**Problem description**: Rewrite all the entries below with "photo above" changed to "image above" and every other word left as it is. Omit the pictures from your version.

**Supplied information**:
<<<<
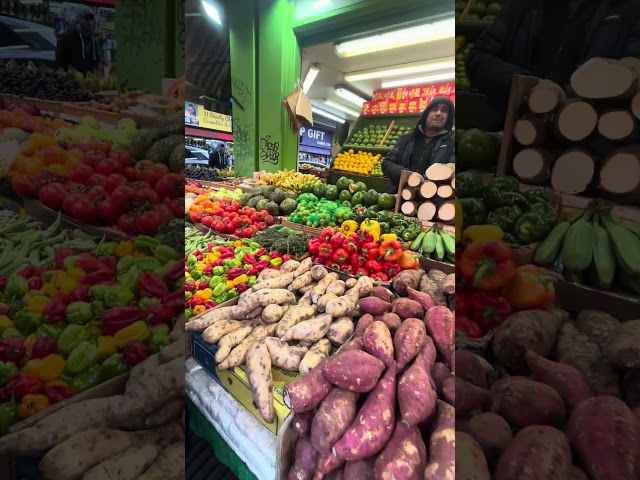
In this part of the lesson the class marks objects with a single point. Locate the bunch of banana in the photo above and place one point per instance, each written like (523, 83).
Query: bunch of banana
(436, 243)
(594, 248)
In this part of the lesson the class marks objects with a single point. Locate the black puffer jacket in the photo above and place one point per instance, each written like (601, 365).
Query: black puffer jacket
(610, 29)
(442, 148)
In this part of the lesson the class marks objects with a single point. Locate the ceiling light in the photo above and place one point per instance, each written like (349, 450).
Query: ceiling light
(311, 76)
(328, 115)
(212, 12)
(400, 82)
(349, 96)
(407, 69)
(342, 108)
(419, 35)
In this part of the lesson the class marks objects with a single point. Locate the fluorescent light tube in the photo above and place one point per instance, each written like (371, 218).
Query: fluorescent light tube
(342, 108)
(418, 35)
(400, 82)
(349, 96)
(408, 69)
(310, 78)
(212, 12)
(328, 115)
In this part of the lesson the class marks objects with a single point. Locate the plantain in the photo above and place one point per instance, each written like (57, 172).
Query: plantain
(548, 251)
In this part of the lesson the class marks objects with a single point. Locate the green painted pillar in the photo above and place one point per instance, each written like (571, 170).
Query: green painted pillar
(241, 16)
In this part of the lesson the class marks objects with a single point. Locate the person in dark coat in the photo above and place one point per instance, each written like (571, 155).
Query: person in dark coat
(548, 39)
(78, 47)
(432, 141)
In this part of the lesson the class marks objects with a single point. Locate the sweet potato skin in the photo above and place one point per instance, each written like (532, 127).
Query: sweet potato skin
(538, 451)
(353, 370)
(524, 402)
(590, 430)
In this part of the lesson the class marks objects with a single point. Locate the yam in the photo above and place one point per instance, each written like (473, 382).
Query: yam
(524, 402)
(405, 456)
(604, 435)
(408, 341)
(335, 414)
(318, 352)
(527, 330)
(374, 424)
(353, 370)
(565, 379)
(538, 451)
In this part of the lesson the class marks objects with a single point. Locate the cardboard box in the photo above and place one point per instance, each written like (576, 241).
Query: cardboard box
(236, 382)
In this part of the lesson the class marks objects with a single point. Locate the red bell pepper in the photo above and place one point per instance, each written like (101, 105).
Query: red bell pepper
(115, 319)
(152, 285)
(391, 250)
(488, 309)
(326, 251)
(370, 250)
(489, 266)
(44, 346)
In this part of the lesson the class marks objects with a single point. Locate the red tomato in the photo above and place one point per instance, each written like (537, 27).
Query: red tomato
(53, 195)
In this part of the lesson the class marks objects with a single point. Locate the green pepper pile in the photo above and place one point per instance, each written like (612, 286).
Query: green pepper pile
(524, 217)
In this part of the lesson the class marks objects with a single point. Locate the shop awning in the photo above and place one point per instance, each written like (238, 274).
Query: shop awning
(203, 133)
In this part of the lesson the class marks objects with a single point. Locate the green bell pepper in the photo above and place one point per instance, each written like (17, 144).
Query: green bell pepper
(87, 379)
(71, 337)
(81, 358)
(8, 417)
(78, 312)
(27, 322)
(7, 369)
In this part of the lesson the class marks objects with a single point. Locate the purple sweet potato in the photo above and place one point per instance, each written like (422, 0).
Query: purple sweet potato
(416, 398)
(408, 341)
(565, 379)
(353, 370)
(407, 308)
(442, 444)
(468, 396)
(305, 462)
(378, 342)
(405, 456)
(382, 293)
(373, 425)
(333, 417)
(301, 424)
(359, 470)
(604, 435)
(373, 305)
(424, 299)
(363, 323)
(391, 320)
(524, 402)
(538, 451)
(440, 325)
(306, 394)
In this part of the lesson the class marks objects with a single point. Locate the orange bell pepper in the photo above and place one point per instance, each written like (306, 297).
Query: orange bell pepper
(531, 287)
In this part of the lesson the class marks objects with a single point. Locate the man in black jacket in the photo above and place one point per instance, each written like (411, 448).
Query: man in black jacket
(548, 39)
(78, 47)
(432, 141)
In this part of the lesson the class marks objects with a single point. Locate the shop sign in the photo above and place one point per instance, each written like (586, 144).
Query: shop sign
(316, 137)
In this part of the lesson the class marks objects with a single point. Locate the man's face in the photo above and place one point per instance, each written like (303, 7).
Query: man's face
(437, 117)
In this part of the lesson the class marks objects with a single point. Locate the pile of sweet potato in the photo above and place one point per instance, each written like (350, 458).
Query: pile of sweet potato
(559, 400)
(372, 410)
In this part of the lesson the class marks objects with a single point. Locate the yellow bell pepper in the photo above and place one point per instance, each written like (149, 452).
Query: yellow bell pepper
(372, 227)
(349, 227)
(137, 331)
(482, 234)
(106, 347)
(32, 404)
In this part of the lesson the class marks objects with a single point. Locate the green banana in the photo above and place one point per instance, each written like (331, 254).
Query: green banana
(548, 251)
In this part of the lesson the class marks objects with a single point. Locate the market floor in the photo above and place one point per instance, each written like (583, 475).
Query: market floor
(201, 462)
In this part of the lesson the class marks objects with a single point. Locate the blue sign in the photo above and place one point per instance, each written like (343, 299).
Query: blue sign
(316, 137)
>>>>
**Reply**:
In this part of the lesson the class marks objects with a single point. Locate the bunch of banana in the image above and place one point per instance, each written like (523, 83).
Query: bunch of banana
(436, 243)
(594, 248)
In this part of the lesson the class marks objects with a single point. Locate the black puffer jacket in the image above and place one point per instance, each written like (601, 365).
Query: black puffer jacket
(610, 29)
(442, 148)
In this part of the lesson the class marks objects with a single point. Locate the ceiling light in the image above and place one point per instance, each written like (349, 450).
Query: ceiling light
(311, 76)
(328, 115)
(212, 12)
(400, 82)
(349, 96)
(407, 69)
(342, 108)
(419, 35)
In this part of the lesson the class marks objects with a single point. Locate the fluorescent light tube in the image above and place one point per instance, each written like (371, 218).
Query: fluorescent light tube
(342, 108)
(418, 35)
(400, 82)
(349, 96)
(408, 69)
(310, 78)
(212, 12)
(328, 115)
In this part of the lesson the class marks objects with a single point. Locate the plantain in the image above and place one point per instance, each written like (57, 172).
Query: plantain
(548, 251)
In this part of the lesson the class marks objects with a single point. Locate the green painted pillar in the image above and place one point per instance, each written like (571, 170).
Query: green painted pillar
(241, 16)
In this part of the lesson the class marks objects with a single point. Locate the person in dark coat in the image above and place one point per instance, each written like (571, 155).
Query: person in dark coat
(548, 39)
(78, 47)
(432, 141)
In this part of the lesson the class marks objects with a single point. Locate the sweet potato skin in the image above and place one point per instance, each written like (532, 127).
Query: sweet potato skin
(538, 451)
(353, 370)
(524, 402)
(590, 430)
In this part of the lesson the class marks objects with a single point. Locate the yam in the image above and place one point per instance, each written like (473, 382).
Query: yam
(524, 402)
(405, 456)
(604, 435)
(408, 341)
(335, 414)
(318, 352)
(527, 330)
(374, 424)
(353, 370)
(565, 379)
(538, 451)
In this part of the lesson the class marks objects with a single point. Locate the cardboard box in the image above and place one point per instance, each written like (576, 241).
Query: cardboard box
(236, 382)
In this part of the lesson the class marks objects with a single point. Locate the red bell pepper in the image above and place one point per instance, each written like (101, 105).
Query: red bell pepper
(115, 319)
(152, 285)
(391, 250)
(488, 309)
(326, 251)
(370, 250)
(489, 266)
(44, 346)
In this part of the lesson the class marks objects with a single point. Locate the red tomato in the image above and place one point per instance, each written like (537, 27).
Query: red tomato
(53, 195)
In this part of the lesson the class marks objects with a single point. Locate the green pepper pile in the image above and place one point per instance, each written like (612, 286).
Query: green pepper pile
(524, 217)
In this part of the lesson the class marks objects with a single point. Locate the shop awning in the image above and place one point per instance, each written like (238, 274).
Query: shop awning
(203, 133)
In this part of the lesson the class marks objects with a single point. Locate the green bell pepper in the image above and place one point per instance, each written like (17, 144).
Query: green bell pepper
(87, 379)
(71, 337)
(81, 358)
(8, 417)
(78, 312)
(27, 322)
(7, 369)
In this part of the lesson the class marks objects with a single point. Locate the purple sweet potato in the image above and place one point per instance, each written like (422, 0).
Query: purple sweet potato
(416, 398)
(408, 341)
(565, 379)
(353, 370)
(407, 308)
(442, 444)
(468, 396)
(305, 462)
(378, 342)
(405, 456)
(382, 293)
(373, 425)
(333, 417)
(301, 424)
(359, 470)
(604, 435)
(373, 305)
(424, 299)
(363, 323)
(391, 320)
(524, 402)
(538, 451)
(440, 325)
(306, 394)
In this part of the lesson the class marks objects with a single point. Locate the orange bell pepper in the image above and place one point per instance, each written like (306, 297).
Query: orange bell pepper
(531, 287)
In this part of the lesson the class marks objects with a single point. Locate the man in black jacket in the image above and place one point per instance, each written like (411, 448).
Query: man in black jacket
(548, 39)
(78, 47)
(432, 141)
In this part of the lesson the class marks objects with a single point. Locate the shop sign in the image above and place one point per instance, each written like (586, 144).
Query: shop sign
(316, 137)
In this part of the lesson the class marks objects with a single point. Locate the man's face in the image above and place one point per instance, each written like (303, 7).
Query: man's face
(437, 117)
In this part of the lesson the class marks objects with a single point. Locate the pile of sweet potato in the image above and place one point per instance, each written like (350, 458).
Query: pile of sweet potato
(559, 400)
(372, 410)
In this part of the lesson the class marks objects with a single point. Locate the yellow bell pepper in the image above and place one point per instance, each written like (149, 452).
Query: yellow bell pepper
(372, 227)
(349, 227)
(137, 331)
(482, 234)
(106, 347)
(32, 404)
In this part of the lesson the class marks objects with a single point. Locate the green banana in the image above and place one point per instance, each written like (331, 254).
Query: green banana
(548, 251)
In this part of the lesson the class marks objects with a single point. Locate the market floor in the image above and place one point per instance, each written like (583, 475).
Query: market floor
(201, 462)
In this part of the lesson the class marks objects with a single point. Locate the blue sign in the image above and place one point per instance, each written like (343, 299).
Query: blue sign
(316, 137)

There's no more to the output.